(YOUR TASK):
All lines between the one holding "of the wainscoting" and the end of the material below, both ends included, should be restated exactly.

(DATA FOR ANALYSIS):
▼
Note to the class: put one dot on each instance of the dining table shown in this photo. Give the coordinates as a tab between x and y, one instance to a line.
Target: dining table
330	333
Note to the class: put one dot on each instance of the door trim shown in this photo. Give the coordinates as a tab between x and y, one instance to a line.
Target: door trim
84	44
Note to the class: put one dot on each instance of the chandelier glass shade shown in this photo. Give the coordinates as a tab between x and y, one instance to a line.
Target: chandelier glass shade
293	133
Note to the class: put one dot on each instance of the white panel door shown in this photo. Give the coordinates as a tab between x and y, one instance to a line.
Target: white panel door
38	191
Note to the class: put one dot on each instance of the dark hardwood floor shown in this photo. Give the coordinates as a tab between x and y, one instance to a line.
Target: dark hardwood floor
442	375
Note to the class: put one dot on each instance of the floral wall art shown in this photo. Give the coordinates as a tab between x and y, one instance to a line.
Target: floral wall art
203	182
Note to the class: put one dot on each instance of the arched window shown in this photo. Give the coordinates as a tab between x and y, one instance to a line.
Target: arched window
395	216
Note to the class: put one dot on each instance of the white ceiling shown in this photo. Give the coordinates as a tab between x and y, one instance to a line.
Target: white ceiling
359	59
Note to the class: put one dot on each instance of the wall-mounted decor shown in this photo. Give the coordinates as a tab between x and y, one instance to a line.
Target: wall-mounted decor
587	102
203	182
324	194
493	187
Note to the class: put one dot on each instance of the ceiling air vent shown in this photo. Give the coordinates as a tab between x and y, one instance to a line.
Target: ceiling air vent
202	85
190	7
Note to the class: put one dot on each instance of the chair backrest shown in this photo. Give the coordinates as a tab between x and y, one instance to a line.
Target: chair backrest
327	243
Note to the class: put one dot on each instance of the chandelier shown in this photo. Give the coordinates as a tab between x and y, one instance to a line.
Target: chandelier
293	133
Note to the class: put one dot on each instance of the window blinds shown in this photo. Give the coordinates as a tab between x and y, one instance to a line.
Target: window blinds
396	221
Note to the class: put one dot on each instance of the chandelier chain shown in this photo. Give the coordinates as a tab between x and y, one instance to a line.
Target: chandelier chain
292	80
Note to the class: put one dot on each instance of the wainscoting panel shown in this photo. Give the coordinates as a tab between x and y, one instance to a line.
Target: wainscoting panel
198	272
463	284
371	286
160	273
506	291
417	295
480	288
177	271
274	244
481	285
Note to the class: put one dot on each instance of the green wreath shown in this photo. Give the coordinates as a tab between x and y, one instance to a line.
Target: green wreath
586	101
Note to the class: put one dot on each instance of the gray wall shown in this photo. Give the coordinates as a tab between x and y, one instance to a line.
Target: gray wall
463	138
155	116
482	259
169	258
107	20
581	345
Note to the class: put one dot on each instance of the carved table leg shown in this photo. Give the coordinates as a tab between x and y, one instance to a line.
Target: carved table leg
▲
(EXERCISE RESPONSE):
Note to the class: put one dot on each instance of the wainscoting panel shown in this photo. Give the coordinates as a tab between x and y, one instance to a line.
Target: wainscoting panel
198	272
463	284
371	286
160	273
506	291
417	295
480	288
177	271
274	244
481	285
Note to the class: put one dot on each instance of the green wreath shown in this photo. Give the coordinates as a tab between x and y, one instance to a line.
Target: green wreath
586	101
Note to the class: put one dot on each instance of the gray wall shown in this photo. Give the coordinates as a tab between x and y, one instance to a line.
Target: gray wall
463	138
155	116
482	259
169	258
107	20
581	345
Note to the class: put one dot on each instance of the carved table leg shown in this photo. Give the coordinates as a tab between x and y, one instance to a line.
Target: carved table leg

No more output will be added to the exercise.